WHAT IS NEEDED - Which lines of the material below contain the string "sail"? Return every such line in full, and treat uppercase and lowercase letters as different.

INPUT RECORDS -
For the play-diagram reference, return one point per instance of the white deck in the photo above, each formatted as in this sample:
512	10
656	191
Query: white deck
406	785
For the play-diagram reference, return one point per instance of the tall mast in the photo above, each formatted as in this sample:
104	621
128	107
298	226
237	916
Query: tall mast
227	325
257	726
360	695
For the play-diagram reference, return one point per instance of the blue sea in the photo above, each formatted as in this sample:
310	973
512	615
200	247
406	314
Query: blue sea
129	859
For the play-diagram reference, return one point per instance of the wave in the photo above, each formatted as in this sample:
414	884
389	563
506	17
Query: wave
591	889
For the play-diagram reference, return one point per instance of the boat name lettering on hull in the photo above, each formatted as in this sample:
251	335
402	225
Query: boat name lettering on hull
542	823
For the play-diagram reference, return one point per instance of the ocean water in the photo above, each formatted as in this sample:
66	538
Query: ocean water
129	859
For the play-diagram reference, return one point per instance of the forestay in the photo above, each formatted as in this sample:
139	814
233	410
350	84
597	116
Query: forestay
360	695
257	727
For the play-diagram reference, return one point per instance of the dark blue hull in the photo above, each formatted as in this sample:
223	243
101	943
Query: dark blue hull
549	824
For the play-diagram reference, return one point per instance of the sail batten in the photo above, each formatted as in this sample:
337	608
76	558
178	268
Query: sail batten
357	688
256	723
==
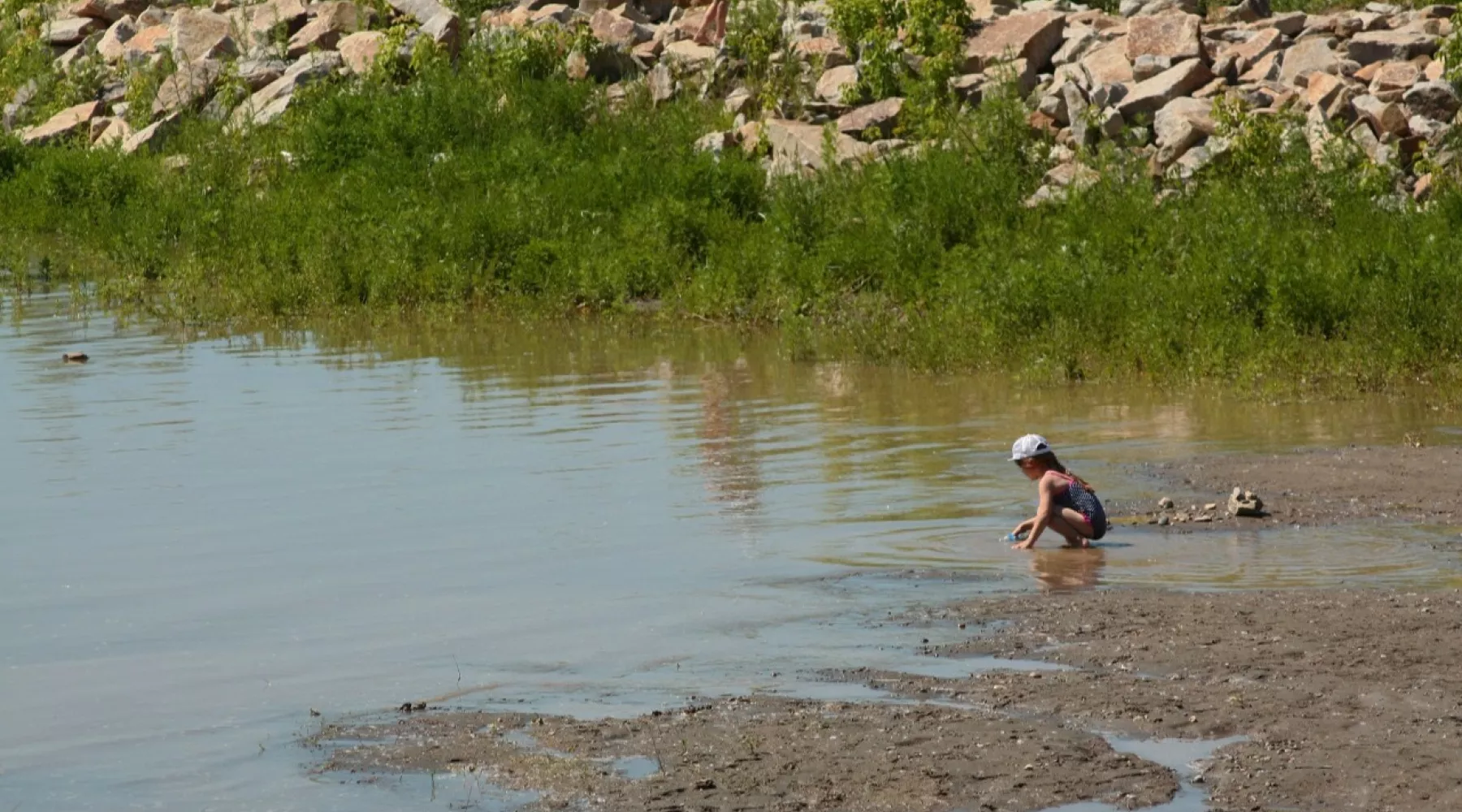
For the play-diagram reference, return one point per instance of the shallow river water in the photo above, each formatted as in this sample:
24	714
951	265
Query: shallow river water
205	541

SOLUTION FOR THIS PROBLEM -
For the play-diagram reference, return one point per instance of the sail batten in the photo above, each formatted as in this sample:
Query: sail batten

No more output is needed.